▸ PASSAGE SHOWN
BEGIN
×

Hunter’s Corner: There is demand for the Wild Goose boat launch



For the Monitor
Saturday, August 05, 2017

I am still in a state of shock that the Governor has pulled the plug on the Wild Goose boat launch on Lake Sunapee claiming it was “flawed.” Really? Traffic engineers from the New Hampshire Department of Transportation reviewed the plan and gave it their approval. Twice the opponents took it to the Supreme Court and twice their arguments were rejected.

In 2016, 106,000 resident fishing licenses were sold. In fiscal year 2017, 94,262 boats were registered in New Hampshire. This is quite a large voting block that would have appreciated the Wild Goose launch site that is now a dead duck. The voter numbers of Newbury and Sunapee pale by comparison.

A friend of mine, Ned, and his wife raised two sons. Ned’s job in the process was mentoring his sons on hunting, fishing and target shooting. It mattered not that if it were cold water fishing or warm water, lures, flies, or bait. At every opportunity, he would take his sons fishing.

His son and a friend even went so far as to making their own lures. Two weeks ago, they were trolling using lead core line when the son’s friend had a massive strike. After carefully reeling in the fish he was pleasantly surprised to net an eight-pound-plus lake trout. That was an impressive moment.
END
▸ MATERIAL PROVIDED
BEGIN
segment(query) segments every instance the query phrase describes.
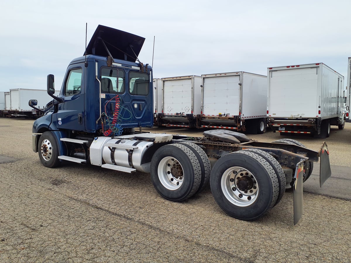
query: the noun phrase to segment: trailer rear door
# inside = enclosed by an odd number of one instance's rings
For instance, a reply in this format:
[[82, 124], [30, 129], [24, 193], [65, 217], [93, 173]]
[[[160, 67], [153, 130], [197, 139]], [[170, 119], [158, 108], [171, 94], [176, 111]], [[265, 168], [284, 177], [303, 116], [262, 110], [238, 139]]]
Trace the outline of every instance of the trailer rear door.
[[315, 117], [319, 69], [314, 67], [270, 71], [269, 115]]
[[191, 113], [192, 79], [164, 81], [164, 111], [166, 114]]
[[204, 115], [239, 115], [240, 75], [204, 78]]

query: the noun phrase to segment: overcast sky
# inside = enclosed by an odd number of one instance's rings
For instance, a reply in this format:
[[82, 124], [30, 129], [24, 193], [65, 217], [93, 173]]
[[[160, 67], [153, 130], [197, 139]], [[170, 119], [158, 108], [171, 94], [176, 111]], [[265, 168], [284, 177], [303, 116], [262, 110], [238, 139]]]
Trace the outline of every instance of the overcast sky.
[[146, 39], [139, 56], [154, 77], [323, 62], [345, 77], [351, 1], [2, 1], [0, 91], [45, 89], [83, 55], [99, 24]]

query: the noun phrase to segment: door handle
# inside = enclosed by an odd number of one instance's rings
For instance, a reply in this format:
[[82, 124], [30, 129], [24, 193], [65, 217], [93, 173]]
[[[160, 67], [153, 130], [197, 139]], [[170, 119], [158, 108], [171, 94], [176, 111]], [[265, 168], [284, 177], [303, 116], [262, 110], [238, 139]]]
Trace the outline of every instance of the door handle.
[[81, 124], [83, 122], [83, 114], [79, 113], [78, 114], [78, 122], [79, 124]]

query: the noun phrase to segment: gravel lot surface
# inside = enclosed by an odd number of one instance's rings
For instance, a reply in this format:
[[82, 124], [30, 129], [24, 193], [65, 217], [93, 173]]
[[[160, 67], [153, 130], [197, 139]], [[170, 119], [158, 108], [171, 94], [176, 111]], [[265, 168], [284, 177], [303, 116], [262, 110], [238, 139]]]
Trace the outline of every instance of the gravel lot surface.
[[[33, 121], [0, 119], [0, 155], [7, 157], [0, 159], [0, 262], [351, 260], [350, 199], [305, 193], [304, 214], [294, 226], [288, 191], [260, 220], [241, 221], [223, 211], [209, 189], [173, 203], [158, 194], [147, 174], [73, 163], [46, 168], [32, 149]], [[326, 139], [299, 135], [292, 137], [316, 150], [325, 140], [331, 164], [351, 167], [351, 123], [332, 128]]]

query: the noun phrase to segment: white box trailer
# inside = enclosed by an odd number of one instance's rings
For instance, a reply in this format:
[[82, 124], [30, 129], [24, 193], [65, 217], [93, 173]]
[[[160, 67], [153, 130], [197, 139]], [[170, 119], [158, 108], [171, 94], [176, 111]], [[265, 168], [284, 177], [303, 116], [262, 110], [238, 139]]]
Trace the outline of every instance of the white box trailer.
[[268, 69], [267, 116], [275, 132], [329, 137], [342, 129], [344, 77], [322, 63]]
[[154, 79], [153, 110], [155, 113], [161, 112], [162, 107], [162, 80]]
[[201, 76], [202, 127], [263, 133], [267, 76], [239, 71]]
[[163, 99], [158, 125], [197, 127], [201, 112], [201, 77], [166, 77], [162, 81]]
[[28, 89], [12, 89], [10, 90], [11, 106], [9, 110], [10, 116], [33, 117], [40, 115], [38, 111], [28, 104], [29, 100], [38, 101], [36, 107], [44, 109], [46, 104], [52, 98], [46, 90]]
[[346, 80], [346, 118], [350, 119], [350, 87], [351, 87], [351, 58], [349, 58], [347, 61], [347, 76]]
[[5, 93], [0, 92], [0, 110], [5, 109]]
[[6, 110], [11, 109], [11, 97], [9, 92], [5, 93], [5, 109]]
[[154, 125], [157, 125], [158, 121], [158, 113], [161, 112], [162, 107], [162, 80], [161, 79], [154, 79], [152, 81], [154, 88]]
END
▸ EXPLORE THE MATERIAL
1. According to the Hunter's Corner column, how many resident fishing licenses were sold in 2016?
2. Resume the Hunter's Corner column after its final sentence.
The material has no role in this work.

▸ RESULTS OF THE EXERCISE
1. 106,000

2.
Tick tock: Time is running out to enter the 2017 moose permit auction. This is not an auction for the weak at heart as the winning bid will be in the high teens as previous years has shown. Sealed bids are due by Aug. 11. The successful bidder will be able to harvest one moose of either sex in most WMU’s with the exceptions of units H2N, H2S and K where permit issuance has been suspended. Individuals who receive a permit in this year’s New Hampshire open moose hunt lottery will not be eligible to participate in the auction. Official bid guidelines can be downloaded at nhwildlifeheritage.org.

In other news from the Wildlife Heritage Foundation, the foundation received a generous donation form the Knopf Family Foundation to the Wildlife Heritage Foundation to expand research by New Hampshire Fish and Game into climate, habitat and prey abundance of the endangered lynx species throughout northern New Hampshire.

The Wildlife Heritage Foundation has awarded a $10,000 grant to Fish and Game, which is collaborating with the U.S. Forest Service in a five-year study in Coos County. To identify locations most likely to host lynx and to understand the dynamics affecting these animals in their natural habitat, as well as other winter-adapted carnivores, the study is being carried out by remote camera filming in the species natural habitat.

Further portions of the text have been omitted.